**WHAT IS REQUIRED**
Go over the data and copy out each line with "suit" in it.

**THE DATA**

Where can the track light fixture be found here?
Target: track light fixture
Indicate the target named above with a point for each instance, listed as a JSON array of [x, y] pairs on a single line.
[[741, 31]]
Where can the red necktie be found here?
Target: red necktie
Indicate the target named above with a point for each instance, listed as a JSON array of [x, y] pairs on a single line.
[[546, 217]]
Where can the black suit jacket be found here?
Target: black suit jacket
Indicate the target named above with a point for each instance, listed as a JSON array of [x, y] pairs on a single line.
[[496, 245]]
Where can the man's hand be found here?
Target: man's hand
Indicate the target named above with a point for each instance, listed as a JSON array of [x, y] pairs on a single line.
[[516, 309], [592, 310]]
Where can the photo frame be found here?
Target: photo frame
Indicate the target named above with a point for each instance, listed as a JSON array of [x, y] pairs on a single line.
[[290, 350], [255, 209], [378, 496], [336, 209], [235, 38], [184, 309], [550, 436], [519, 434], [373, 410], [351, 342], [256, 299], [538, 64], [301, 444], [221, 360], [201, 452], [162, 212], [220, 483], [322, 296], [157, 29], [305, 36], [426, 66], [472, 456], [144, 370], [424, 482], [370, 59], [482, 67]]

**RESULT**
Where can the black suit jacket be found here?
Target: black suit jacket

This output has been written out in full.